WHAT IS BEING ASKED: Within the entries below, find the portion that opens with the line containing "Target: insect abdomen" and closes with the line containing "of the metal". Retype that portion exactly and only.

DATA FOR PROCESSING:
--------------------------------------------------

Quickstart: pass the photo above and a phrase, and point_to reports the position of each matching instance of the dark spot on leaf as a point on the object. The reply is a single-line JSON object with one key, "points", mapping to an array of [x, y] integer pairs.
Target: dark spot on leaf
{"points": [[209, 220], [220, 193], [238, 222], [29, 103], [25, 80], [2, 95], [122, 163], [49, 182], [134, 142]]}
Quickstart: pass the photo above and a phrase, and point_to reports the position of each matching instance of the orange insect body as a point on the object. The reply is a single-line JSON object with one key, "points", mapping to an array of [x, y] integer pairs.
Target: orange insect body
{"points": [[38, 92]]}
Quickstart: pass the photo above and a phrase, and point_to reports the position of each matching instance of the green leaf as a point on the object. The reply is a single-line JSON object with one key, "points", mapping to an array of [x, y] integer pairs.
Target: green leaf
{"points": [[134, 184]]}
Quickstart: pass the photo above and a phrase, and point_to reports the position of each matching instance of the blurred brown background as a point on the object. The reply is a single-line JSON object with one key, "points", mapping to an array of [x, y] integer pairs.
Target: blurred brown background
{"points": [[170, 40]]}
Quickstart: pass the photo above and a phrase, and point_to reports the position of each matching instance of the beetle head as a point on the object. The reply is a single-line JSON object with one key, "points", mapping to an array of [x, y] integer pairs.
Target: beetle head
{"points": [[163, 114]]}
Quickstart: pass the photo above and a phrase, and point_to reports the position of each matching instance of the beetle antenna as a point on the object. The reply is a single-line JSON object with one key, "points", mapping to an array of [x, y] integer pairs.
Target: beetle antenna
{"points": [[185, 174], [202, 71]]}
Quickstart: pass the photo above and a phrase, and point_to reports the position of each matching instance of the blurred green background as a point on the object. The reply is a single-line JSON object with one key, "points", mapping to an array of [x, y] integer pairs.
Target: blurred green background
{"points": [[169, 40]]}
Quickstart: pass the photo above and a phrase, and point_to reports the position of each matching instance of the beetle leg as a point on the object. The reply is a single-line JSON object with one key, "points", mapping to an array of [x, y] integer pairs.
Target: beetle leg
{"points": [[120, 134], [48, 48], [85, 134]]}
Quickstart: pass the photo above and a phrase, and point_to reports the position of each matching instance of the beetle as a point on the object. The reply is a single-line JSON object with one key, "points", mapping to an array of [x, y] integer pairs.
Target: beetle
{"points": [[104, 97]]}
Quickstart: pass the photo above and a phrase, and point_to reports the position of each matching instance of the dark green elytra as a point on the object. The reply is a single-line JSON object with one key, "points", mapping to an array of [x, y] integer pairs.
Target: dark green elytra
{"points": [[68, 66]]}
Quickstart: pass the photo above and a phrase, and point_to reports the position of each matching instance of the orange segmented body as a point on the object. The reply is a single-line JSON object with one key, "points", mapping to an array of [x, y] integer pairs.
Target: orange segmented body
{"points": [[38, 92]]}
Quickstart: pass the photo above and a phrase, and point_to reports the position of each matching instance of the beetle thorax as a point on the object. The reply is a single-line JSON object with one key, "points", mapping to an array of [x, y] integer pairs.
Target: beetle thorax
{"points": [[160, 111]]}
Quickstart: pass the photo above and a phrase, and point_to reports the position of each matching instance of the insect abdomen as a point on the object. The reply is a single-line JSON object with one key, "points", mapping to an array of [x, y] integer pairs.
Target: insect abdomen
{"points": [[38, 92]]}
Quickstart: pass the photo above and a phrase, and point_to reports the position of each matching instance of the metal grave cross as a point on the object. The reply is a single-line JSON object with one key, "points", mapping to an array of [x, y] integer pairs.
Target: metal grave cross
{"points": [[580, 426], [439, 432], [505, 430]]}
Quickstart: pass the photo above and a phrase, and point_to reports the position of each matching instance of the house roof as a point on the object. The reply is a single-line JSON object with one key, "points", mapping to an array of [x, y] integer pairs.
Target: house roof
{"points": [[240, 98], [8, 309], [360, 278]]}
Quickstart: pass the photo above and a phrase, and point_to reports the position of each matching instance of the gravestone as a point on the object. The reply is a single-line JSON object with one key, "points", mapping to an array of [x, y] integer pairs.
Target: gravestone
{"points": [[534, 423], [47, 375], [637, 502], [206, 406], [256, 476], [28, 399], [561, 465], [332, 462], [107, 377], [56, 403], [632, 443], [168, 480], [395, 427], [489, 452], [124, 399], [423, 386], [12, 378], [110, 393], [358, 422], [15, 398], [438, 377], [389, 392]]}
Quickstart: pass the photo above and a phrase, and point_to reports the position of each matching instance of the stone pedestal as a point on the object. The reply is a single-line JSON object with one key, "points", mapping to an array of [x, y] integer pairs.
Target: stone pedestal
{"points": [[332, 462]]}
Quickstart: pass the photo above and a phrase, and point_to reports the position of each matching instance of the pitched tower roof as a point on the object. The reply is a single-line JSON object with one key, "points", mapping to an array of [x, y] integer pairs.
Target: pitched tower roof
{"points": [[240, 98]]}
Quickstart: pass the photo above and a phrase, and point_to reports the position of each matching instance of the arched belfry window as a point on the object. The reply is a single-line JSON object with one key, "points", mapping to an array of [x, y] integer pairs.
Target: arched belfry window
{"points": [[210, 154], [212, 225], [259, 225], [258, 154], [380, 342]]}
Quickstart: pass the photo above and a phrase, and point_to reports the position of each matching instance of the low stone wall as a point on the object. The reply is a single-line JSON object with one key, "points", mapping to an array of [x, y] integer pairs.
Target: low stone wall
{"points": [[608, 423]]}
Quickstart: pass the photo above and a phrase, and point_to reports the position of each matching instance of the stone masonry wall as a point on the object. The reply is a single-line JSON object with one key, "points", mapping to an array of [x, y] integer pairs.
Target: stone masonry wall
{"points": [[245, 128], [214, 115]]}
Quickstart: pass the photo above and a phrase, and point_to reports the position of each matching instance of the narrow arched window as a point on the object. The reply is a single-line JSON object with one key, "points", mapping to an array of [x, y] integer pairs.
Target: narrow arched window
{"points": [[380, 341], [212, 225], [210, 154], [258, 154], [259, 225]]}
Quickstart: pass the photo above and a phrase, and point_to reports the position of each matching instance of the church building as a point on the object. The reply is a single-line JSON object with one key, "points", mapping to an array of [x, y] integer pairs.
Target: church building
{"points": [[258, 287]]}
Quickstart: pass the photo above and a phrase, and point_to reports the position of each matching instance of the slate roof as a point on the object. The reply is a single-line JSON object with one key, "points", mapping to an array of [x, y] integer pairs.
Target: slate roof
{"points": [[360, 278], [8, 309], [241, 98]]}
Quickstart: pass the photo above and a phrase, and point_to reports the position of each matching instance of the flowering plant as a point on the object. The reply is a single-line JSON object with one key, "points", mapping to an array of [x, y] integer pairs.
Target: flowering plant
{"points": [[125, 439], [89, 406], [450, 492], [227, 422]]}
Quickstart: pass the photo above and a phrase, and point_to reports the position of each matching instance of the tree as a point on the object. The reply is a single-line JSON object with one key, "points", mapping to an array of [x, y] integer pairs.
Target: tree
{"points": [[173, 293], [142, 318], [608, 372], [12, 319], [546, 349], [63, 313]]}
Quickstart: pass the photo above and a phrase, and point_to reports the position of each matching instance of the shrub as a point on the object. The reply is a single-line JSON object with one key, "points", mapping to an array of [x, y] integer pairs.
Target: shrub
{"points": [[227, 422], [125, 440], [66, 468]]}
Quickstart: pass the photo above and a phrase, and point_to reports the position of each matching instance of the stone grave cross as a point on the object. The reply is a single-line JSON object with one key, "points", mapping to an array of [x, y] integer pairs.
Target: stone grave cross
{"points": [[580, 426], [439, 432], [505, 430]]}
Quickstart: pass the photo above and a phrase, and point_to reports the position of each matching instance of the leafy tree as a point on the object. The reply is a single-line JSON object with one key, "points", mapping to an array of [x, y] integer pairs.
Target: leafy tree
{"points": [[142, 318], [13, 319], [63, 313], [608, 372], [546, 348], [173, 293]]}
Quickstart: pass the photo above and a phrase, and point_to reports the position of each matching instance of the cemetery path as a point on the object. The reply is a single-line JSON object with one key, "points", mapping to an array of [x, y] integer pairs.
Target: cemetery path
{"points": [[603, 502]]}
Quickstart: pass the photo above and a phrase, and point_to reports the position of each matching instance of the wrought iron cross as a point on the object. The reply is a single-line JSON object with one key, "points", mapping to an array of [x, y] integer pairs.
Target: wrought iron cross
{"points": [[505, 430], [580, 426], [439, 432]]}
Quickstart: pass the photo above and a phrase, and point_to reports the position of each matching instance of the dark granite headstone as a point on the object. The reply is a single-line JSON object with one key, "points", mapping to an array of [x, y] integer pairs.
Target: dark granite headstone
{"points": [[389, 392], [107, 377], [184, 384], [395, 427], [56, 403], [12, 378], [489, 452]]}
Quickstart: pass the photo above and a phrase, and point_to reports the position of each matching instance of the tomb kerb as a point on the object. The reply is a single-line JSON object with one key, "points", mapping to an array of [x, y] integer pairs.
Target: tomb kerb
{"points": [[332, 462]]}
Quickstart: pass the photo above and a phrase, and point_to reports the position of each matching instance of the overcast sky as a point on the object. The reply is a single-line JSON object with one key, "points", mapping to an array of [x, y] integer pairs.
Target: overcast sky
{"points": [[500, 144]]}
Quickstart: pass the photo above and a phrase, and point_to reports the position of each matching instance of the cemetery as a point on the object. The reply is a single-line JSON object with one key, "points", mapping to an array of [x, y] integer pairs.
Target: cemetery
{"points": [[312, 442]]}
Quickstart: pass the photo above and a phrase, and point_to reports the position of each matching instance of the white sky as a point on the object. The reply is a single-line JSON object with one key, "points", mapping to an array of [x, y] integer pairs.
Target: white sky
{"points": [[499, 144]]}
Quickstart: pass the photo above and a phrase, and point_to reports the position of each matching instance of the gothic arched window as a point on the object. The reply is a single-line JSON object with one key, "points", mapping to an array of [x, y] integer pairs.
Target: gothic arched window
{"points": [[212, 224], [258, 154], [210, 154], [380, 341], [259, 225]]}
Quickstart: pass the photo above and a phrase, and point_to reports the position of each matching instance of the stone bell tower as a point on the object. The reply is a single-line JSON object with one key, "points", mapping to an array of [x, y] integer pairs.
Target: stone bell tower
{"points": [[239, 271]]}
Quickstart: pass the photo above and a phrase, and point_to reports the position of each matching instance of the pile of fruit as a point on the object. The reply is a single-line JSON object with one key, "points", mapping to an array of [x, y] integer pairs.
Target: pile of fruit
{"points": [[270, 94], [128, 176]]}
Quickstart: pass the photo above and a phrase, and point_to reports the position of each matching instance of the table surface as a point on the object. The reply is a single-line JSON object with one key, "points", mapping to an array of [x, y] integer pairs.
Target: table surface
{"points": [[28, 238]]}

--------------------------------------------------

TASK ANSWER:
Target: insect abdomen
{"points": [[38, 92]]}
Quickstart: pass the photo above and a phrase, and point_to reports the position of each matching instance of the metal grave cross as a point on the object. The reply is a single-line JSON object with one key, "points", mapping to an array of [x, y] integer pairs.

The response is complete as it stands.